= Problem description =
Print every row below without any change.

Data items

++++++

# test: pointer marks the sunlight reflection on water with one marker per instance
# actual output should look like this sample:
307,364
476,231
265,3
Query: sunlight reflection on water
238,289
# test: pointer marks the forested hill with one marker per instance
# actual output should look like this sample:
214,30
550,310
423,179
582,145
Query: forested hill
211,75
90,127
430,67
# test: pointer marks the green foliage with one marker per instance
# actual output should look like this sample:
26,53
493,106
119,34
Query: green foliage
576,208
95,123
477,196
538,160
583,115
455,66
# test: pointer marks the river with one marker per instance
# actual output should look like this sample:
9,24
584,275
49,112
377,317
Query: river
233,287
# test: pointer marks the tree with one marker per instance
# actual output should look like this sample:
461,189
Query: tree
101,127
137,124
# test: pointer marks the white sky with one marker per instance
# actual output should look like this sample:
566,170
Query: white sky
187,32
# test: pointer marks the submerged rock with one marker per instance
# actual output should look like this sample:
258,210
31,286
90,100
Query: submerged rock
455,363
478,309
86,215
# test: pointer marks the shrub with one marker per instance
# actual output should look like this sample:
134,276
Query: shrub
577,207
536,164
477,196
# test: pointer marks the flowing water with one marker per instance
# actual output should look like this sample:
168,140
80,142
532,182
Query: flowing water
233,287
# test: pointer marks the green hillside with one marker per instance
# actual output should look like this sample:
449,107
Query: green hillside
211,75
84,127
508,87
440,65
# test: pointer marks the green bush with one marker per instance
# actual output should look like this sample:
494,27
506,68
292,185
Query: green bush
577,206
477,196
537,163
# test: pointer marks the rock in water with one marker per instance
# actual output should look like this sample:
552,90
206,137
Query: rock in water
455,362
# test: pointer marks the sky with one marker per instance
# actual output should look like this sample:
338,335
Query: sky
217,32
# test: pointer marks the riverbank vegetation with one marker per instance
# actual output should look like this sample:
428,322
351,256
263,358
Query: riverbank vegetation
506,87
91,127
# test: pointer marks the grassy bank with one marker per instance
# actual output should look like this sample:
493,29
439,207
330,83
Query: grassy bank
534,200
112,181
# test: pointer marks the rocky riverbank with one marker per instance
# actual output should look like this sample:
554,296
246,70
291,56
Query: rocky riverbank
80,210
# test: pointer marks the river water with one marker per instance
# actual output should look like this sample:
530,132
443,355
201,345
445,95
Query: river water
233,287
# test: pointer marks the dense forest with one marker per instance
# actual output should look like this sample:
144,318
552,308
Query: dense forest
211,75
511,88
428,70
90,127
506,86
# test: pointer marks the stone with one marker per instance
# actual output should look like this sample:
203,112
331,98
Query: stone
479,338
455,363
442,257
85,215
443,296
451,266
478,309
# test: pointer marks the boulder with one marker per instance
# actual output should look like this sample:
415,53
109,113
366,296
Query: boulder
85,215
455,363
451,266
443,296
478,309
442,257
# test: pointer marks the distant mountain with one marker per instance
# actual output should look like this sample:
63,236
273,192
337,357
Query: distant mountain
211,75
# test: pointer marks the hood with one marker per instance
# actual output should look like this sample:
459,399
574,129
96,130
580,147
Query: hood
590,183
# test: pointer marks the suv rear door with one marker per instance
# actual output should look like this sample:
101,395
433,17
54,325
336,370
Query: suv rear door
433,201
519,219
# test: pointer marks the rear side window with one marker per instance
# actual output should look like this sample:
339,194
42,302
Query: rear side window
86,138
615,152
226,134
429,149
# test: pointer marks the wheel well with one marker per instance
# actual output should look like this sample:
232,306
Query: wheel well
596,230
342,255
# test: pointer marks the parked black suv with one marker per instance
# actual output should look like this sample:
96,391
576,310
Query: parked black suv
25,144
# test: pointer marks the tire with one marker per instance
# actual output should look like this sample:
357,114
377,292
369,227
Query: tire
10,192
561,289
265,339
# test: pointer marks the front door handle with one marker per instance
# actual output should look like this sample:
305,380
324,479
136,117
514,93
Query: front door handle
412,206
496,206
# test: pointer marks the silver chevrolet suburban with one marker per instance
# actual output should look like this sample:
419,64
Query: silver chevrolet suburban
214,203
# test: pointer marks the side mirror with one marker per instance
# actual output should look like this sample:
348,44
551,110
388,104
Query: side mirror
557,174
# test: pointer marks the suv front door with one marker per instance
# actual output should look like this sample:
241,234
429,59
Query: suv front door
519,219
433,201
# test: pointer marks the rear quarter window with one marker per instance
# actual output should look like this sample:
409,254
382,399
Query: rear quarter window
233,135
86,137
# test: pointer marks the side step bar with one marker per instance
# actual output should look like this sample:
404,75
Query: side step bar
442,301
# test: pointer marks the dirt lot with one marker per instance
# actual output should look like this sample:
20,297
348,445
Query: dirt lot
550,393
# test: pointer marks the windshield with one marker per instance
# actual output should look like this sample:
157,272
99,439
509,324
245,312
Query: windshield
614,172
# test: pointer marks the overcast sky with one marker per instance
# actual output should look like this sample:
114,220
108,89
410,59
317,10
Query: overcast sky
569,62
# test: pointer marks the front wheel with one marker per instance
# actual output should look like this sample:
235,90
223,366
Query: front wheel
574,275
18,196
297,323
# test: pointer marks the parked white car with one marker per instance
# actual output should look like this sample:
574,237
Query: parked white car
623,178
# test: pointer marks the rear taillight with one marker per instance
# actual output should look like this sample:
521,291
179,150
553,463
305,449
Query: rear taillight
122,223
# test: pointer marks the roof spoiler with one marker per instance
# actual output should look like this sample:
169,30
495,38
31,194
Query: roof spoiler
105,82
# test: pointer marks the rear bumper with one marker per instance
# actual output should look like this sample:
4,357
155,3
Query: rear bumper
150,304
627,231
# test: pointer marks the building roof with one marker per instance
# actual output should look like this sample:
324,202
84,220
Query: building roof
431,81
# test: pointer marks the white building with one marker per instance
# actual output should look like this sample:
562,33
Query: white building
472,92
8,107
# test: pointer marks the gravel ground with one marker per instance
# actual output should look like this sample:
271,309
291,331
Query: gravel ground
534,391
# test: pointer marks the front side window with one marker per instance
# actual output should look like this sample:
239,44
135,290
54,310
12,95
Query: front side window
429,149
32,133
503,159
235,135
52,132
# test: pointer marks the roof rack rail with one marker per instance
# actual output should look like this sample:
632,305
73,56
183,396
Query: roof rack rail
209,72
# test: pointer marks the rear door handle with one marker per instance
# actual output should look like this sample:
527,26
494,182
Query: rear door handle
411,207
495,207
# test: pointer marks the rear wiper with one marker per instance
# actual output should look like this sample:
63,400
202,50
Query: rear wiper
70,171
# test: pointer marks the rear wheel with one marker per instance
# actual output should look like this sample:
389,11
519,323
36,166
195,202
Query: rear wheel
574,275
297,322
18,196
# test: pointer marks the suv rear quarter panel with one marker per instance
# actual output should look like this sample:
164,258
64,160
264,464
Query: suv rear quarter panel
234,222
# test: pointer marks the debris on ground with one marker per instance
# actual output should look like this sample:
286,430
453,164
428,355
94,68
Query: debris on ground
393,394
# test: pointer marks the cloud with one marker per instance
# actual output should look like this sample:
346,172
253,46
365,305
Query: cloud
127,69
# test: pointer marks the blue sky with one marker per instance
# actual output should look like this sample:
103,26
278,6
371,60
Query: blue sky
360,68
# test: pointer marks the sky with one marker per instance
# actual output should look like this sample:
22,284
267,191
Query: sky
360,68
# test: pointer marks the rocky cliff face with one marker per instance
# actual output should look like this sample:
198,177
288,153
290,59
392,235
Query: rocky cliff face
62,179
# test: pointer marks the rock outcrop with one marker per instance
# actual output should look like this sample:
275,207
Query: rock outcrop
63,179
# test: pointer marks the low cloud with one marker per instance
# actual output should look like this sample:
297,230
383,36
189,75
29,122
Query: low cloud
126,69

++++++

= Answer below =
# test: pointer marks the sunlight reflection on water with one marker per instance
# actual output should look like this sample:
307,364
476,231
265,3
Query: sunlight reflection on water
238,289
# test: pointer marks the forested hill with one marker per instance
# actual output should look like this sample:
214,30
550,310
423,179
582,145
Query: forested hill
211,75
90,127
430,67
# test: pointer marks the green foliage with one marker per instance
# actual output should look like this sample:
26,53
493,106
119,34
Query: green foliage
576,208
95,123
477,196
538,160
583,115
455,66
# test: pointer marks the river with one marker per instance
# actual output should look like this sample:
9,24
584,275
49,112
377,317
Query: river
233,287
# test: pointer marks the tree with one marker per instance
# actual output should look like this sample:
461,189
Query: tree
101,127
137,124
# test: pointer marks the white sky with one marker per instance
# actual output should look like this sample:
566,170
Query: white sky
187,32
# test: pointer marks the submerged rock with one marker per instance
# actual output should look like this sample:
258,210
31,286
90,100
Query: submerged rock
455,363
478,309
86,215
# test: pointer marks the shrub with one marker per instance
# actual output should look like this sample:
134,276
Query: shrub
577,207
536,164
477,196
# test: pointer marks the flowing water with one marker per instance
# actual output should look like this sample:
168,140
80,142
532,182
Query: flowing water
233,287
# test: pointer marks the green hillside with one marker per instance
# actual output should look like this sample:
449,107
Query: green hillside
211,75
84,127
508,87
440,65
# test: pointer marks the green bush with one marker per instance
# actual output should look like this sample:
494,27
506,68
292,185
Query: green bush
577,206
477,196
537,163
# test: pointer marks the rock in water with one marker per instance
# actual output should look like this sample:
552,90
206,137
Query: rock in water
455,362
# test: pointer marks the sky with one marker per instance
# actual output should look like this sample:
338,335
Query: sky
217,32
# test: pointer marks the riverbank vegetation with one marker per instance
# actual output should look like this sample:
428,322
351,256
263,358
Query: riverbank vegetation
506,87
91,127
# test: pointer marks the grassy bank with one marker per instance
# actual output should look like this sample:
493,29
439,207
330,83
Query: grassy bank
534,200
112,181
# test: pointer marks the rocky riverbank with one marker per instance
# actual output should look like this sample:
554,296
246,70
291,56
Query: rocky riverbank
80,210
# test: pointer marks the river water with one marker per instance
# actual output should look like this sample:
530,132
443,355
201,345
445,95
Query: river water
233,287
# test: pointer marks the dense forest with one marker per instance
# actual output should look like this sample:
144,318
552,308
Query: dense forest
211,75
511,88
428,70
90,127
506,86
# test: pointer marks the stone with one marker per instance
# actual output should look like this sample:
203,112
331,98
Query: stone
479,338
455,363
442,257
85,215
443,296
451,266
478,309
# test: pointer marks the boulder with one marker per instance
# actual output should look like this sample:
415,53
109,113
366,296
Query: boulder
85,215
455,363
451,266
443,296
478,309
442,257
# test: pointer marks the distant mountain with one marker per instance
# actual output should look like this sample:
63,236
273,192
337,357
Query: distant mountain
211,75
# test: pointer marks the hood with one marker per instance
# actual output should look like this sample:
459,399
574,129
96,130
580,147
Query: hood
590,183
# test: pointer marks the suv rear door with one marker per instance
# actual output should look like this sample:
101,395
433,17
54,325
336,370
Query: suv rear door
433,201
519,219
# test: pointer marks the rear side window with one marker per instance
# actual output should look like this sample:
339,194
42,302
Query: rear side window
86,138
615,152
226,134
429,149
# test: pointer marks the wheel well with one marker per instance
# actual output should look like this sample:
232,306
Query: wheel well
596,230
342,255
# test: pointer marks the parked black suv with one marker per instance
# actual output should look like this sample:
96,391
576,310
Query: parked black suv
25,144
# test: pointer marks the tire with one marker per instance
# actual output should look like this sample:
357,114
377,292
369,227
Query: tire
10,192
561,289
265,339
# test: pointer marks the front door handle with one marker per instance
# actual output should look like this sample:
305,380
324,479
136,117
514,93
Query: front door handle
412,206
496,206
# test: pointer marks the silver chevrolet suburban with one marker per instance
# actual output should look like this sample:
419,64
Query: silver chevrolet suburban
214,203
# test: pointer marks the side mirror with one marker per instance
# actual output should look like this sample:
348,44
551,110
388,104
Query: side mirror
557,174
# test: pointer marks the suv front door with one marker per instance
# actual output should look like this sample:
241,234
429,59
Query: suv front door
519,219
433,201
# test: pointer marks the rear quarter window with one marker per instance
# actual output should look like this sample:
409,254
382,399
Query: rear quarter window
233,135
86,137
# test: pointer marks the side step bar with one marker per instance
# actual output should look like this sample:
404,75
Query: side step bar
442,301
# test: pointer marks the dirt lot with one marker per instance
# actual output should look like this sample:
20,297
348,445
Query: dirt lot
550,393
# test: pointer marks the windshield with one marker per instance
# actual output should look like this sample:
157,272
99,439
509,324
245,312
Query: windshield
614,172
# test: pointer marks the overcast sky with one marker per instance
# actual output should look like this sample:
114,220
108,89
410,59
317,10
Query: overcast sky
569,62
# test: pointer marks the front wheel with one marker per instance
# actual output should look like this sample:
235,90
223,366
Query: front wheel
574,275
18,196
297,323
# test: pointer marks the parked white car with one marker per instance
# actual output should look like this sample:
574,237
Query: parked white car
623,178
# test: pointer marks the rear taillight with one marker per instance
# actual output should look like this sample:
521,291
179,150
553,463
305,449
Query: rear taillight
122,223
# test: pointer marks the roof spoiler with one marker per instance
# actual output should look like this sample:
169,30
495,38
31,194
Query: roof spoiler
105,82
# test: pointer marks the rear bumper with one marker per instance
# actual output should look like this sample:
4,357
155,3
Query: rear bumper
150,304
627,231
# test: pointer marks the building roof with one marker per instance
# actual output should look like this sample:
324,202
84,220
Query: building roof
431,81
# test: pointer marks the white building with one marker per instance
# actual output should look like this sample:
562,33
Query: white building
472,92
8,107
# test: pointer marks the gravel ground with one marker per instance
# actual output should look like this sample:
271,309
291,331
Query: gravel ground
534,391
# test: pointer marks the front side window with one marker per instance
# actual output should look like this sample:
239,44
135,290
54,310
12,95
Query: front side window
429,149
32,133
503,159
235,135
52,132
# test: pointer marks the roof rack rail with one marker per instance
# actual output should look like this sample:
632,305
73,56
183,396
Query: roof rack rail
209,72
# test: pointer marks the rear door handle with one marker per instance
# actual output should look like this sample:
527,26
494,182
Query: rear door handle
411,207
495,207
# test: pointer marks the rear wiper with one marker per instance
# actual output should look like this sample:
63,400
202,50
Query: rear wiper
70,171
# test: pointer marks the rear wheel with one marker per instance
# actual output should look like this sample:
389,11
519,323
36,166
195,202
Query: rear wheel
574,275
297,322
18,196
# test: pointer marks the suv rear quarter panel with one marker per instance
# actual output should look like this sample:
164,258
64,160
264,464
Query: suv rear quarter panel
234,222
# test: pointer marks the debris on ground with one marker per instance
# actual output should look like this sample:
286,430
453,164
428,355
94,68
Query: debris on ground
393,394
# test: pointer marks the cloud with one marker per instance
# actual output should look like this sample:
346,172
253,46
365,305
Query: cloud
127,69
# test: pointer marks the blue sky with one marker per instance
# actual output should look like this sample:
103,26
278,6
371,60
Query: blue sky
360,68
# test: pointer marks the sky with one marker per instance
# actual output should look like this sample:
22,284
267,191
Query: sky
360,68
# test: pointer marks the rocky cliff face with one marker per instance
# actual output should look like this sample:
198,177
288,153
290,59
392,235
Query: rocky cliff face
62,179
# test: pointer marks the rock outcrop with one marker per instance
# actual output should look like this sample:
275,207
Query: rock outcrop
63,179
# test: pointer marks the low cloud with one marker per instance
# actual output should look like this sample:
297,230
383,36
189,75
29,122
Query: low cloud
126,69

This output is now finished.